— Text —
● ● ● ●
Goethe, Schiller, Bernhard, Ransmayr, Die Schwäbische Nachtigall, Bachmann, Jelinek, Hadwiger, mein nichtssagender Name – was soll ’s!?
Keiner beneid’ mich
oder vergleich’ sich!

Zur Sicherheit ein Lungenröntgen. Nach Vorliegen der Laborwerte und nach Rücksprache mit dem Ober- und dem Stationsarzt: Verlegung in die Interne, Kardiologie, Herzüberwachungsstation.
Der anstaltseigene Krankentransportdienst schiebt mich kilometerweit durch alle Keller des Spitals. Der „Schieber“ ist Laufen gewohnt: Er war Kellner!
Ja, auch zur Prosektur fahre er, wenn alles zu spät sei. Am Rückweg sei er dann immer frei!
Ich danke ihm, dass er sich mit mir nicht verfahren hat. Nichts scheint mehr so „verfahren“.
Im Überwachungszimmer liegt schon ein 70-jähriger, der ständig hustet, der Arme! Die Erschöpfung treibt mich in Morpheus’ Arme, bis mich nachts der Oberarzt weckt, das EKG kontrolliert, nochmals Blut nehmen lässt. Mit der Ungewissheit, was weiter mit mir wird, liege ich fest.
Am Morgen weckt mich die Putzfrau vor 6 Uhr. Eine diplomierte Krankenschwester nimmt Blutdruck, Temperatur und abermals Blut. Ich erhalte einen Anmelde- und einen Erhebungsbogen zum Ausfüllen, unter anderem mit der Frage, ob ich vor oder nach 6 Uhr geweckt wurde. Vermerke: „Ist das durch die Putzfrau auf der Wachstation nötig? Noch dazu am Sonntag!“
Lobe aber das rührige, rührende Personal.
● ● ● ●
(Gesammelte Daten)
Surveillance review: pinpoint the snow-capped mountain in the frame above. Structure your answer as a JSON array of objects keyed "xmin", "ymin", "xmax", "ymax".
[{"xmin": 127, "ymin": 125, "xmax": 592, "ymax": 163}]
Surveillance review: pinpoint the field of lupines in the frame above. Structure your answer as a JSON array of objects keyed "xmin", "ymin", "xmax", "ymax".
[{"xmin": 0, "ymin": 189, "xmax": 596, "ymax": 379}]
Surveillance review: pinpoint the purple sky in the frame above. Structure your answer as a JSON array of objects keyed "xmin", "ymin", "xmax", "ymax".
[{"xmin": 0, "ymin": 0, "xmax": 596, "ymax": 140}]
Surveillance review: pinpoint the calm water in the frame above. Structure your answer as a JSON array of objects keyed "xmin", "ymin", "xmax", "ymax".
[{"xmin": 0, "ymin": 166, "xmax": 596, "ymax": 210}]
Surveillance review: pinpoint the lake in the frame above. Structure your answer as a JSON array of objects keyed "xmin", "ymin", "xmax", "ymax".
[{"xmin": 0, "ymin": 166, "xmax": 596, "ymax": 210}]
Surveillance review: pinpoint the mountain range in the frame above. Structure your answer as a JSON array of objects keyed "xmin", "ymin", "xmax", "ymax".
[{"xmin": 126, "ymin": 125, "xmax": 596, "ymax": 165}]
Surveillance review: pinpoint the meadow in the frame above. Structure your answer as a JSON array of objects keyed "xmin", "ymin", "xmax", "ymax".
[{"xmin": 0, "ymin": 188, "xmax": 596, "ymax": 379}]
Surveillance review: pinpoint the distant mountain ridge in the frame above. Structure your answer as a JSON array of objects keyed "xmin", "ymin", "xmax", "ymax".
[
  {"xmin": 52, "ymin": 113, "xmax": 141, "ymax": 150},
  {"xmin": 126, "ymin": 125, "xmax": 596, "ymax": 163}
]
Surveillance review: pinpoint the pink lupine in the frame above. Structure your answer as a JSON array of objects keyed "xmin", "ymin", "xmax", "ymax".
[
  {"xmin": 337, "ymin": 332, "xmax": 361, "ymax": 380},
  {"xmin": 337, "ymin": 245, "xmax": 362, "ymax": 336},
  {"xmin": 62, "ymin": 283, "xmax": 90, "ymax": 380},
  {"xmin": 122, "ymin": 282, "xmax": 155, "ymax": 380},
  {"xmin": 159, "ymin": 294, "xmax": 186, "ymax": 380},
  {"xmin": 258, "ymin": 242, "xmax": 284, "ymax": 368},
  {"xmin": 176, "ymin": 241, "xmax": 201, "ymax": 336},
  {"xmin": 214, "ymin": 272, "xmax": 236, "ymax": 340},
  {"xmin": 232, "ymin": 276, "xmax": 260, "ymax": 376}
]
● ● ● ●
— Aufgaben —
1/ Schreiben Sie aus dem Text über den Spitalaufenthalt alles von „Ich danke ihm, dass“ bis hinunter zu „rührige, rührende Personal.“ wortgetreu ab.
2/ Führen Sie den Text über den Spitalaufenthalt nach seinem letzten Satz weiter.
Die Einträge spielen hierfür keine Rolle.

— Lösungen —
1/
Ich danke ihm, dass er sich mit mir nicht verfahren hat. Nichts scheint mehr so „verfahren“.
Im Überwachungszimmer liegt schon ein 70-jähriger, der ständig hustet, der Arme! Die Erschöpfung treibt mich in Morpheus’ Arme, bis mich nachts der Oberarzt weckt, das EKG kontrolliert, nochmals Blut nehmen lässt. Mit der Ungewissheit, was weiter mit mir wird, liege ich fest.
Am Morgen weckt mich die Putzfrau vor 6 Uhr. Eine diplomierte Krankenschwester nimmt Blutdruck, Temperatur und abermals Blut. Ich erhalte einen Anmelde- und einen Erhebungsbogen zum Ausfüllen, unter anderem mit der Frage, ob ich vor oder nach 6 Uhr geweckt wurde. Vermerke: „Ist das durch die Putzfrau auf der Wachstation nötig? Noch dazu am Sonntag!“
Lobe aber das rührige, rührende Personal.

2/
Untertags kommt der Operateur meines Zimmergenossen und eröffnet ihm – was er selbst nicht erwartet hätte –, er habe (wörtlich) „Krebs“. Es war eine Lungen-OP. Der Patient, der morgen entlassen wird, soll in zwei Wochen zur Besprechung der weiteren Behandlung wieder kommen.
Das Essen lässt er stehen. Der Appetit ist ihm vergangen, verständlicherweise. Er ruft seine Frau an und sagt ihr: „Krebs!“ Ich wahre weiter den Anschein, nichts mitbekommen zu haben.
Letztlich bleibt ’s sich
einerlei, doch leidlich
unvermeidlich!
Damit bescheid’ dich!

Zwei Stunden später weiß ich, dass ich den für die kommende Nacht im Voraus gebuchten Liegewagen nach Linz nehmen darf.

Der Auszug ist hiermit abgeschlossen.